Provided material:
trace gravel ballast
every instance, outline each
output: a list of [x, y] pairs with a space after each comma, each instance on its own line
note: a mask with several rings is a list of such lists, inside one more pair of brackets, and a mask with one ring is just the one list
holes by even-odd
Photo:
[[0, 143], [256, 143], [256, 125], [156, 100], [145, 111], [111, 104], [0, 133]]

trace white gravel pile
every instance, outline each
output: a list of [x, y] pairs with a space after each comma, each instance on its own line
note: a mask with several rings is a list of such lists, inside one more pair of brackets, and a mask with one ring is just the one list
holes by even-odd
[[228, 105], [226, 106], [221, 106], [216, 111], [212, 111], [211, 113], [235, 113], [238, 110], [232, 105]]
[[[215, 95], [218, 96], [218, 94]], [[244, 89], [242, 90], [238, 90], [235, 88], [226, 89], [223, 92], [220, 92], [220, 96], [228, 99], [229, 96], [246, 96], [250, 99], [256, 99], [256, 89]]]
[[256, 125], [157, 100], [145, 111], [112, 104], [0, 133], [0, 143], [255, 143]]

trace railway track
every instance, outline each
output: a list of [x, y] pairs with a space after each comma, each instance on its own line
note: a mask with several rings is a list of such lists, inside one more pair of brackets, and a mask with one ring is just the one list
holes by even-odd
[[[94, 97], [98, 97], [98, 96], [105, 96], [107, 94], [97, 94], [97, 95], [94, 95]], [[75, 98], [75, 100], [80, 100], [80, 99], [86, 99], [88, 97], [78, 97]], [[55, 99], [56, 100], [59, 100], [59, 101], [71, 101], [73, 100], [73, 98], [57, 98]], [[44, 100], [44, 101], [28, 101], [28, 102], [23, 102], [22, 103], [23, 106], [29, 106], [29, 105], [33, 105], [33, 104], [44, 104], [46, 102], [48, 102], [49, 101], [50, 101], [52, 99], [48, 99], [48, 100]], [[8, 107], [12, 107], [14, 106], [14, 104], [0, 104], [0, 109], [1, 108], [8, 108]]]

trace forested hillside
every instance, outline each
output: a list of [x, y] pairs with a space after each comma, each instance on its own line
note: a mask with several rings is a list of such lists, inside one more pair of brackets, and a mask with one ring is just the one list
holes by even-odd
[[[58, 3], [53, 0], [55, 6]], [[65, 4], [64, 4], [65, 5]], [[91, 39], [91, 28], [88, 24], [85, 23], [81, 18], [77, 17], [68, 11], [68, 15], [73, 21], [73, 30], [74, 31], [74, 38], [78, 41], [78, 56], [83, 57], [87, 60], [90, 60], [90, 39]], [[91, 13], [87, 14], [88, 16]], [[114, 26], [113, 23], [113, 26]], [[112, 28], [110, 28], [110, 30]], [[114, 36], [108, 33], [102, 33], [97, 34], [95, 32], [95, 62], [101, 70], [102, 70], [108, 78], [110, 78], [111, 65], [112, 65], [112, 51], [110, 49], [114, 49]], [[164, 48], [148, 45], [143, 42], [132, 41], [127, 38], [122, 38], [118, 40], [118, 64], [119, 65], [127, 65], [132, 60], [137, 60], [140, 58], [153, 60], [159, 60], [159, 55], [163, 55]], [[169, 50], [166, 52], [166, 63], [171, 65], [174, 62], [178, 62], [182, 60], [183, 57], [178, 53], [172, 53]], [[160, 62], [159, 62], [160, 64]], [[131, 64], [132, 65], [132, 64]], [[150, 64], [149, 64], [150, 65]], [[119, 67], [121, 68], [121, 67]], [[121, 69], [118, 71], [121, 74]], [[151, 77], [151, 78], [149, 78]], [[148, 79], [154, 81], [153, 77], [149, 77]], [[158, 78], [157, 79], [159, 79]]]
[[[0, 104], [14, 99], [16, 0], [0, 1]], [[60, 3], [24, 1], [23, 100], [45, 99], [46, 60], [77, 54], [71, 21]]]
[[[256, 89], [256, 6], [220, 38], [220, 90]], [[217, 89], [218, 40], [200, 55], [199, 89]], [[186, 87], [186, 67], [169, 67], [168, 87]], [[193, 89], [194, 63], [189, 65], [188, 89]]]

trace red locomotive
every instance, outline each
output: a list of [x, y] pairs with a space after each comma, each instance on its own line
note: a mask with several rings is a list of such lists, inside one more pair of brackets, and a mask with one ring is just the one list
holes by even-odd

...

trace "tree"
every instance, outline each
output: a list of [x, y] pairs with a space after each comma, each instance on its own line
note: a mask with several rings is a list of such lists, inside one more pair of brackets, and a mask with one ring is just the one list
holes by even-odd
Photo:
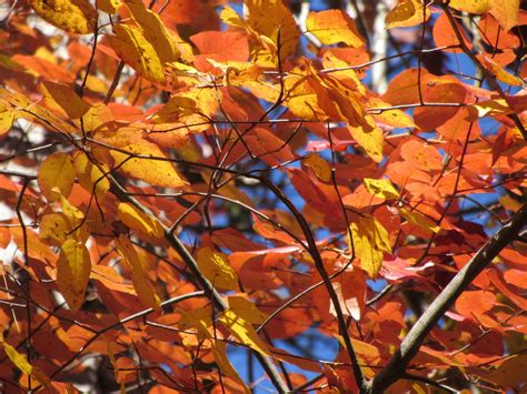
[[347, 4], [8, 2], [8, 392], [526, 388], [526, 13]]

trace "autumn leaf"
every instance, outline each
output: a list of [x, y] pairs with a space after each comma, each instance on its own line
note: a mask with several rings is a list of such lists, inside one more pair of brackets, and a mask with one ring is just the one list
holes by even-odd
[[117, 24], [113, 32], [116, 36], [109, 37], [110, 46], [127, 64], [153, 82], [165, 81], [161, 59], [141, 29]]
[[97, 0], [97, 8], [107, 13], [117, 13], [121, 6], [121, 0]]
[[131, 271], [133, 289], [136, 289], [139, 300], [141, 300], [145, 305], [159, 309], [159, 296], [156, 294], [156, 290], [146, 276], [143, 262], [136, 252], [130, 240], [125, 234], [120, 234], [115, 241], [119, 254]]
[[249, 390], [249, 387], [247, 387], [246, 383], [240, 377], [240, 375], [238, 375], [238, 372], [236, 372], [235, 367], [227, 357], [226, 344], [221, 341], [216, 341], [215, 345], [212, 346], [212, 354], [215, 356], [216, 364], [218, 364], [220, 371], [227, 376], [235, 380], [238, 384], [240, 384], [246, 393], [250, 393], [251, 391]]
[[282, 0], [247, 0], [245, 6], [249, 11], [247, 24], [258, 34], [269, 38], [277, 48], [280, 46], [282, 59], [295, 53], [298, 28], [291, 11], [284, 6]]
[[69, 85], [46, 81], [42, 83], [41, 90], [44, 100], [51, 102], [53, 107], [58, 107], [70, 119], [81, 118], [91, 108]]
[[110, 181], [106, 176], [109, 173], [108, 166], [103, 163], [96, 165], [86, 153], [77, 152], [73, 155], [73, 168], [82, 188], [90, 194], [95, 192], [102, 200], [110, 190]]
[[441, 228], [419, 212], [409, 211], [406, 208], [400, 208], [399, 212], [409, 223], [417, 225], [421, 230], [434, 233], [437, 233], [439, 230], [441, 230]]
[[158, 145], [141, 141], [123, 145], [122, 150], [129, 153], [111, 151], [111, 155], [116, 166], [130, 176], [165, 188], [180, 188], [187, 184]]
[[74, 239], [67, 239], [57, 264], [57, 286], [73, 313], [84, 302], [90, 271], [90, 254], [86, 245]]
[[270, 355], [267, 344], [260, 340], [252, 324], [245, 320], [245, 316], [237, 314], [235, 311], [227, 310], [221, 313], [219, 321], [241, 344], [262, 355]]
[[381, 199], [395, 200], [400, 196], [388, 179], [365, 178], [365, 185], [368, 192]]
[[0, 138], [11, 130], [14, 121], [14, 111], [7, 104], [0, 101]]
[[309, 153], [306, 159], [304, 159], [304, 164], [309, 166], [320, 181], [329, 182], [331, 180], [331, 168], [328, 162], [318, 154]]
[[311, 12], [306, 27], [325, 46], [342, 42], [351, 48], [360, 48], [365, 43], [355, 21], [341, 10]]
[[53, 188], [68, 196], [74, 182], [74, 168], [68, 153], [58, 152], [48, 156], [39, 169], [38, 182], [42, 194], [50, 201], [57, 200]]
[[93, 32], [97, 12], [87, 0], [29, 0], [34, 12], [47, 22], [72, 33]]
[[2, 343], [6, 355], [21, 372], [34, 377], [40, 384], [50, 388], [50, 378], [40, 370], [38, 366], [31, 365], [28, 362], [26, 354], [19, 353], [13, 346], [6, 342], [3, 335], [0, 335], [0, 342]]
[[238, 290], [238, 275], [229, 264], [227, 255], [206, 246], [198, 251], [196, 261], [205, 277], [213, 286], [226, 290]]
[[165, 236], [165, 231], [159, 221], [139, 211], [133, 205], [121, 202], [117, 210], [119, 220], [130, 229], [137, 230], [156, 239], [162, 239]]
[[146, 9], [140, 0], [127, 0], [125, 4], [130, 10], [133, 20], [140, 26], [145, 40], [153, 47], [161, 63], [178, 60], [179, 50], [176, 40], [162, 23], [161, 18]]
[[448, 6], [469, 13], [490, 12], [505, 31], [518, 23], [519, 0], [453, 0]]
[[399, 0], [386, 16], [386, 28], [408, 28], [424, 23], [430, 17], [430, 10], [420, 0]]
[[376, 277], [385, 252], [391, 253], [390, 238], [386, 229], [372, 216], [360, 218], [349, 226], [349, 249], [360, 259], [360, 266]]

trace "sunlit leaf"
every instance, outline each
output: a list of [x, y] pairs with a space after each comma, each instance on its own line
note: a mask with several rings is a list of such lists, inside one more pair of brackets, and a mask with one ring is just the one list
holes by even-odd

Challenge: Retype the stretch of the listing above from the line containing "trace railway track" through the line containing "108], [8, 108]]]", both included, with every character unchanged.

Output of the exercise:
trace railway track
every instance, outline each
output: a list of [x, y] pairs with a space after each comma, each instance on its own line
note: a mask with several rings is a list of such lists, inside one more pair of brackets, and a mask with one ring is just the one list
holes by even-odd
[[[94, 97], [98, 97], [98, 96], [105, 96], [107, 94], [97, 94], [97, 95], [94, 95]], [[75, 98], [75, 100], [80, 100], [80, 99], [86, 99], [88, 97], [78, 97]], [[55, 99], [56, 100], [59, 100], [59, 101], [71, 101], [73, 100], [73, 98], [57, 98]], [[44, 100], [44, 101], [28, 101], [28, 102], [23, 102], [22, 103], [23, 106], [29, 106], [29, 105], [33, 105], [33, 104], [44, 104], [46, 102], [48, 102], [49, 101], [50, 101], [52, 99], [48, 99], [48, 100]], [[8, 107], [12, 107], [14, 106], [14, 104], [0, 104], [0, 109], [1, 108], [8, 108]]]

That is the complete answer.